RECORDS PROVIDED

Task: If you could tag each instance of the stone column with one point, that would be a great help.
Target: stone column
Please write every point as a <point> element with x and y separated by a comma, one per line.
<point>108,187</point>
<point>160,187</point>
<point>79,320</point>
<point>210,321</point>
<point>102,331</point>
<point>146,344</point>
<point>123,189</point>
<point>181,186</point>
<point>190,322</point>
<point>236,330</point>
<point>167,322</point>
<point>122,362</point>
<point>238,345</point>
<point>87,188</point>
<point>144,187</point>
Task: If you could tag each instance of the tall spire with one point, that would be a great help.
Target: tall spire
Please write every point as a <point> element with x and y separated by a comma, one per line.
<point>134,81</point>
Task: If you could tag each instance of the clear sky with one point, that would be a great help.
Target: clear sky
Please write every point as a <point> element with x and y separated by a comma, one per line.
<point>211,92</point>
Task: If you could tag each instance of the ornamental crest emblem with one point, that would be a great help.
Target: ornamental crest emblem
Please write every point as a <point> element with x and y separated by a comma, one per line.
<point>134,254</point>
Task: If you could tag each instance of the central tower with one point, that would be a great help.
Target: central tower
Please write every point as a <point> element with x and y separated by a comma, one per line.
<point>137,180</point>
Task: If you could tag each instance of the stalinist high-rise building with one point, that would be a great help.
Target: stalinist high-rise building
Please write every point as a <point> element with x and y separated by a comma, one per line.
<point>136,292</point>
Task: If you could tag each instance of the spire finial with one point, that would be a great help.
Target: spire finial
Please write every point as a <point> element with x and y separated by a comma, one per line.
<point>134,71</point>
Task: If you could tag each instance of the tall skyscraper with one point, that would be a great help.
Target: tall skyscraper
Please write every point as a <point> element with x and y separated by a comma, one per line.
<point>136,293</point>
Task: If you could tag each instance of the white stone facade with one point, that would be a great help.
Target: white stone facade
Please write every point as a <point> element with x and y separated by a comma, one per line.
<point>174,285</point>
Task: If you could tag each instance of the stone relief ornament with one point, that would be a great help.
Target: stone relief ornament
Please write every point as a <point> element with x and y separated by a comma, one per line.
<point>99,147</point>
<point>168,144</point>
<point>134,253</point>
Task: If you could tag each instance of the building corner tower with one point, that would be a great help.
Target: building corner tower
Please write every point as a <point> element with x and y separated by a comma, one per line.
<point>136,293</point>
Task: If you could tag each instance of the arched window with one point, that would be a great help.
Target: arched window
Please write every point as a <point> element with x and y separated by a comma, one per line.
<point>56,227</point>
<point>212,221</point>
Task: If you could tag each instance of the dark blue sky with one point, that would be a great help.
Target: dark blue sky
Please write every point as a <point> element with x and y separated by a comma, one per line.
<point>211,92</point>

THE TASK
Extract each line from the listing above, please, and repeat it exactly.

IN RESPONSE
Task: If you could tag each instance of the stone column with one point, that would be a great help.
Target: stone column
Please write every point as a <point> element with x and y separated by a comma, one per line.
<point>108,187</point>
<point>160,187</point>
<point>79,320</point>
<point>210,321</point>
<point>102,331</point>
<point>146,344</point>
<point>123,189</point>
<point>181,186</point>
<point>190,322</point>
<point>236,330</point>
<point>167,322</point>
<point>122,362</point>
<point>238,345</point>
<point>87,188</point>
<point>144,187</point>
Task: If you could tag each instance of the tall spire with one point, that would be a great help.
Target: tall spire
Please write every point as a <point> element with x and y separated by a comma, one per line.
<point>134,81</point>
Task: If you could tag each instance of the clear sky with one point, that would be a great help.
Target: clear sky
Please write every point as a <point> element with x and y separated by a comma, one per line.
<point>211,92</point>
Task: If you could tag each instance of the ornamental crest emblem with one point, that would be a great help.
Target: ornamental crest emblem
Please write every point as a <point> element with x and y separated by a comma, one per line.
<point>134,254</point>
Task: If you could tag each instance of the central tower with one point, that would be a great help.
Target: central tower
Please write every point as a <point> element with x and y separated by a comma, one per line.
<point>137,180</point>
Task: If you could tag each instance of the stalinist high-rise building with one point, that would be a great help.
Target: stalinist high-rise building
Please write every point as a <point> element with x and y separated by a comma, one per line.
<point>136,292</point>
Task: If you could tag each instance of the spire finial with one point, that would be a great help.
Target: spire finial
Please write every point as a <point> element with x and y separated by a comma, one per line.
<point>134,71</point>
Task: If you could tag each instance of the tall skyscraper with one point, that would be a great help.
Target: tall skyscraper
Please write every point as a <point> element with x and y separated by a comma, one per line.
<point>136,293</point>
Task: If you could tag each instance of the white stone facade with one point, that would be a great help.
Target: white stone facade
Please write every point as a <point> element with x and y separated by a comma, one per line.
<point>174,285</point>
Task: If you could tag each instance of the stone relief ornament with one point, that would be a great help.
Target: stone relief ornament
Please write every point as a <point> element with x and y separated by a comma, one per line.
<point>99,147</point>
<point>168,144</point>
<point>134,253</point>
Task: If you could tag each instance of the building corner tower with one point, that would be a great help.
Target: building corner tower
Please write every point as a <point> element with x and y separated by a comma, one per line.
<point>136,293</point>
Task: If you could tag each instance of the arched window with one point, that would be a great help.
Target: arched window
Please write every point as a <point> element with x and y separated by a comma, one per line.
<point>56,227</point>
<point>212,221</point>
Task: If you could tag each instance of the dark blue sky with one point, that would be a great help.
Target: dark blue sky
Please write every point as a <point> element with x and y separated by a comma, one per line.
<point>211,92</point>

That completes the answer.